[DIRECTIONS FOR THIS TASK]:
Set down all of the data that follows word for word, without the images.

Image location labeling entries:

○ ○ ○ ○ ○ ○ ○

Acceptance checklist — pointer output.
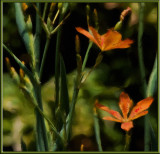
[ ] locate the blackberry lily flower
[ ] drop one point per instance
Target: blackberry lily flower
(125, 104)
(110, 40)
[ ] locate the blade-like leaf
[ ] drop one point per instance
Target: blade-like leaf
(64, 97)
(152, 84)
(97, 130)
(25, 69)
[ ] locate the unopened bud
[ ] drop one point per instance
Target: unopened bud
(52, 7)
(77, 44)
(29, 23)
(14, 75)
(82, 147)
(87, 12)
(118, 25)
(21, 73)
(124, 13)
(8, 64)
(24, 7)
(96, 19)
(60, 6)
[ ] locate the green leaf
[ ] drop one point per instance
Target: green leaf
(97, 130)
(37, 39)
(25, 32)
(64, 97)
(152, 84)
(23, 145)
(25, 69)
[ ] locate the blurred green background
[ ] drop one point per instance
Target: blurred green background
(119, 71)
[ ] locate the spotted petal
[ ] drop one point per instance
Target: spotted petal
(125, 103)
(127, 125)
(112, 38)
(96, 35)
(141, 106)
(139, 115)
(111, 119)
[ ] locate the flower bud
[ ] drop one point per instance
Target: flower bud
(77, 44)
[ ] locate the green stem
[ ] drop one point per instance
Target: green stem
(44, 57)
(44, 11)
(37, 37)
(140, 49)
(86, 56)
(127, 141)
(97, 131)
(40, 127)
(74, 99)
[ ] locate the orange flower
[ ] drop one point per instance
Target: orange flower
(125, 105)
(110, 40)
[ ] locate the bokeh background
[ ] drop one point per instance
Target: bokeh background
(119, 71)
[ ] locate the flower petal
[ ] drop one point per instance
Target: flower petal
(139, 115)
(123, 44)
(111, 38)
(125, 103)
(127, 125)
(111, 119)
(141, 106)
(96, 35)
(87, 34)
(107, 109)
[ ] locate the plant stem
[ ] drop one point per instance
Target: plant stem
(44, 57)
(127, 141)
(140, 49)
(97, 130)
(147, 137)
(74, 99)
(44, 11)
(37, 37)
(40, 127)
(86, 56)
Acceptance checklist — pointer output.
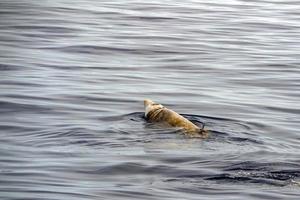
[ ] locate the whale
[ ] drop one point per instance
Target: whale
(157, 113)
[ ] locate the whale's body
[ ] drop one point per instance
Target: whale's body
(158, 113)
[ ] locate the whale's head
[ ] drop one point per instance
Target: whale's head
(151, 105)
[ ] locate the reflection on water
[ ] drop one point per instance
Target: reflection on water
(74, 76)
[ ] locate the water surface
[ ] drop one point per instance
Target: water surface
(73, 76)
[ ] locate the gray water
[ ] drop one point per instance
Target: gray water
(73, 76)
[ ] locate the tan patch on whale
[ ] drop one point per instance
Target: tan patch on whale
(158, 113)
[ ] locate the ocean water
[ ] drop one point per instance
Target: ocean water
(73, 76)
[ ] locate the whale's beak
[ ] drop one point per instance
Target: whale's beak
(148, 102)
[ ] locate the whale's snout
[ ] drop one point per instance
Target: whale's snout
(148, 102)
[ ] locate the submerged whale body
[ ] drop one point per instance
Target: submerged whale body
(158, 113)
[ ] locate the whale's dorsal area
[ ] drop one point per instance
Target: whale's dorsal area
(155, 112)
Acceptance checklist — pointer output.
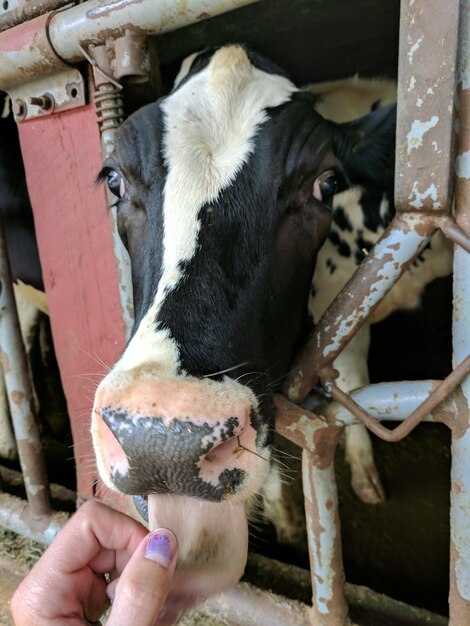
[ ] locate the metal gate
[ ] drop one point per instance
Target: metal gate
(433, 153)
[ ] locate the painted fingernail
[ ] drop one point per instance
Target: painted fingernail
(161, 547)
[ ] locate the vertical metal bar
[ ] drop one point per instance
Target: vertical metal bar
(19, 392)
(426, 82)
(459, 598)
(329, 607)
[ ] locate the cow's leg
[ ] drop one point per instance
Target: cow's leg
(7, 438)
(283, 500)
(352, 366)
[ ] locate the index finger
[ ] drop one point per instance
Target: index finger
(94, 536)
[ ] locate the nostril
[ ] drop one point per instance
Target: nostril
(223, 451)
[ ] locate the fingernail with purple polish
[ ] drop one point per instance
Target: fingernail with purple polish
(161, 547)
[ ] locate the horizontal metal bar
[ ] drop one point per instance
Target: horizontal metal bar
(459, 596)
(411, 421)
(28, 11)
(245, 605)
(42, 45)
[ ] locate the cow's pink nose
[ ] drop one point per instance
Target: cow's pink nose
(179, 436)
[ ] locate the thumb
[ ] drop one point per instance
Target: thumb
(144, 584)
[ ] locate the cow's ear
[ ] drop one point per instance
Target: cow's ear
(367, 147)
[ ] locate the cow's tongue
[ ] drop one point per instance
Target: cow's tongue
(213, 544)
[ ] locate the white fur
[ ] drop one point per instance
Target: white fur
(343, 101)
(210, 126)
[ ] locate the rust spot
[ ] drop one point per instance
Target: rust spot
(325, 441)
(17, 396)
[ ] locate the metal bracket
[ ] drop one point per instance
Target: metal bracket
(56, 92)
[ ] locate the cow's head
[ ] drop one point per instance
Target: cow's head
(224, 189)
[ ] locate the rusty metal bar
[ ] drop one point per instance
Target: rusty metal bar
(459, 597)
(318, 440)
(423, 182)
(426, 86)
(438, 394)
(246, 604)
(452, 230)
(41, 46)
(19, 392)
(401, 242)
(28, 11)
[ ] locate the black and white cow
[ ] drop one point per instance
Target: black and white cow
(224, 190)
(360, 215)
(16, 216)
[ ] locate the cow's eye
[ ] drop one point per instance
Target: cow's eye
(325, 186)
(116, 184)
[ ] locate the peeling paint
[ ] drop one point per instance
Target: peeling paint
(418, 130)
(393, 251)
(463, 73)
(419, 197)
(462, 165)
(414, 48)
(460, 512)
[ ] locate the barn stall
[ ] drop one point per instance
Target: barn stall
(73, 73)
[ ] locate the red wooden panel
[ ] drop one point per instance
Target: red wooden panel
(62, 157)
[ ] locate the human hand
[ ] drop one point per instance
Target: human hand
(67, 585)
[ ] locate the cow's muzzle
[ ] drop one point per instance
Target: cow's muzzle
(180, 436)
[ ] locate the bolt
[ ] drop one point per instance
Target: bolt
(44, 102)
(19, 109)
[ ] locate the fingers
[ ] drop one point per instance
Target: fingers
(143, 586)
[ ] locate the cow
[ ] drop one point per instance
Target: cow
(223, 196)
(360, 215)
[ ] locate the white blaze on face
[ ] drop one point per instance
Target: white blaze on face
(210, 125)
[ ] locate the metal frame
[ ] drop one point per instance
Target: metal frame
(428, 82)
(424, 193)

○ ○ ○ ○ ○ ○ ○

[SOLUTION TO THIS TASK]:
Acceptance checklist — pointer output.
[ ] locate the blackberry lily flower
[ ] drop one point per instance
Target: blackberry lily flower
(125, 104)
(110, 40)
[ ] locate the blade-like leaf
[ ] drop one point per instance
Target: blade-like leaf
(64, 97)
(152, 84)
(97, 130)
(25, 69)
[ ] locate the unopened bud
[ ] drop one point per instance
Target: unopened bud
(52, 7)
(77, 44)
(29, 23)
(14, 75)
(82, 147)
(87, 12)
(118, 25)
(21, 73)
(124, 13)
(8, 64)
(24, 7)
(96, 19)
(60, 6)
[ ] locate the green leaf
[ ] drop one point per instance
Target: green leaf
(97, 130)
(37, 39)
(25, 32)
(64, 97)
(152, 84)
(23, 145)
(25, 69)
[ ] locate the blurred green background
[ ] drop one point per instance
Target: blurred green background
(119, 71)
[ ] locate the spotted petal
[ ] drop one point per instance
Target: spotted petal
(125, 103)
(127, 125)
(112, 38)
(96, 35)
(141, 106)
(139, 115)
(111, 119)
[ ] locate the flower bud
[ ] drop one point per instance
Target: flower bud
(77, 44)
[ ] locate the green stem
[ ] drop one point per instance
Target: green stem
(44, 57)
(44, 11)
(37, 37)
(140, 49)
(86, 56)
(127, 141)
(97, 131)
(40, 127)
(74, 99)
[ ] locate the orange flower
[ ] drop one point per instance
Target: orange flower
(125, 105)
(110, 40)
[ ] locate the bokeh background
[ ] drop one point per instance
Target: bokeh background
(119, 71)
[ ] locate the flower petal
[ ] drop one point per instance
Target: flower petal
(139, 115)
(123, 44)
(111, 38)
(125, 103)
(127, 125)
(111, 119)
(141, 106)
(96, 35)
(87, 34)
(107, 109)
[ ] locate the plant stem
[ ] drop one point per instance
Target: plant stem
(44, 57)
(127, 141)
(140, 49)
(97, 130)
(147, 137)
(74, 99)
(44, 11)
(37, 37)
(40, 127)
(86, 56)
Acceptance checklist — pointer output.
[ ] locate the whale
[ ] drop one point per instance
Target: whale
(157, 113)
[ ] locate the whale's body
[ ] drop one point per instance
Target: whale's body
(158, 113)
[ ] locate the whale's head
[ ] drop one point per instance
Target: whale's head
(151, 105)
[ ] locate the reflection on water
[ ] drop one point per instance
Target: reflection on water
(74, 76)
[ ] locate the water surface
[ ] drop one point per instance
Target: water surface
(73, 76)
[ ] locate the gray water
[ ] drop one point per instance
Target: gray water
(73, 76)
[ ] locate the tan patch on whale
[ ] drop one point per instance
Target: tan patch on whale
(158, 113)
[ ] locate the ocean water
[ ] drop one point per instance
Target: ocean water
(73, 76)
[ ] locate the whale's beak
[ ] drop one point per instance
Target: whale's beak
(148, 102)
[ ] locate the whale's snout
[ ] drop one point per instance
Target: whale's snout
(148, 102)
[ ] locate the submerged whale body
[ ] drop one point per instance
Target: submerged whale body
(158, 113)
[ ] locate the whale's dorsal area
[ ] drop one point per instance
Target: whale's dorsal area
(155, 112)
Acceptance checklist — pointer output.
[ ] locate the metal gate
[ ] drop one point per instance
Target: metal gate
(433, 153)
[ ] locate the painted fingernail
[ ] drop one point per instance
Target: painted fingernail
(161, 547)
[ ] locate the vertical metal bar
[ ] drop one point per instance
Target: vertical metal bar
(19, 392)
(426, 82)
(459, 598)
(329, 607)
[ ] locate the cow's leg
[ ] drop one point per instance
Target: cow's leg
(7, 438)
(283, 500)
(352, 366)
[ ] locate the index finger
[ ] drop one point per instance
Target: index finger
(94, 536)
[ ] locate the nostril
[ ] drop one point per instance
Target: nostril
(223, 451)
[ ] locate the fingernail with purple polish
[ ] drop one point per instance
Target: fingernail with purple polish
(161, 547)
[ ] locate the horizontal metal bar
[ ] drop one point per instance
Target: horizontal metal bar
(459, 596)
(411, 421)
(28, 11)
(245, 605)
(42, 45)
[ ] locate the cow's pink nose
[ ] drop one point per instance
Target: cow's pink nose
(179, 436)
[ ] locate the thumb
[ ] drop one point per instance
Target: thumb
(144, 584)
[ ] locate the cow's ear
[ ] drop one point per instance
Target: cow's ear
(367, 147)
[ ] locate the cow's tongue
[ ] drop one point per instance
Target: cow's tongue
(213, 544)
[ ] locate the white fur
[ ] drop one point per instance
Target: white fur
(343, 101)
(210, 126)
[ ] locate the rust spot
[ ] drop one point per instance
Target: rust spot
(325, 441)
(17, 396)
[ ] locate the metal bracket
[ ] drop one point per instance
Target: metal bracket
(56, 92)
[ ] locate the cow's head
[ ] drop one point per instance
Target: cow's head
(224, 189)
[ ] locate the rusty metal bar
[ ] drop one point per instance
Target: rusty metal bar
(459, 597)
(318, 440)
(423, 182)
(426, 86)
(438, 394)
(246, 604)
(452, 230)
(41, 46)
(19, 392)
(401, 242)
(28, 11)
[ ] locate the black and white cow
[ ] drop one point per instance
Target: black and white cow
(224, 190)
(360, 215)
(16, 216)
[ ] locate the cow's eye
[ ] drop one point per instance
Target: cow's eye
(325, 186)
(116, 184)
[ ] locate the peeling paint
[ ] drop one point per instance
Target: peeling paint
(418, 130)
(393, 251)
(463, 73)
(419, 197)
(462, 165)
(414, 48)
(460, 512)
[ ] locate the barn stall
[ ] drop one point per instance
Target: barn stall
(73, 73)
[ ] locate the red wooden panel
[ ] drop one point per instance
Target: red wooden panel
(62, 157)
[ ] locate the human hand
[ ] drop one point per instance
Target: human hand
(67, 585)
[ ] locate the cow's muzzle
[ ] drop one point per instance
Target: cow's muzzle
(180, 436)
[ ] locate the bolt
[ ] drop one point per instance
Target: bolt
(44, 102)
(19, 109)
[ ] locate the fingers
[ ] drop one point per instance
Target: fingers
(143, 586)
[ ] locate the cow
[ ] drop one point per instance
Target: cow
(223, 196)
(360, 215)
[ ] locate the white blaze on face
[ ] drop one point per instance
Target: white blaze on face
(210, 125)
[ ] locate the metal frame
[ ] drop one point per instance
Target: metal frame
(428, 82)
(424, 193)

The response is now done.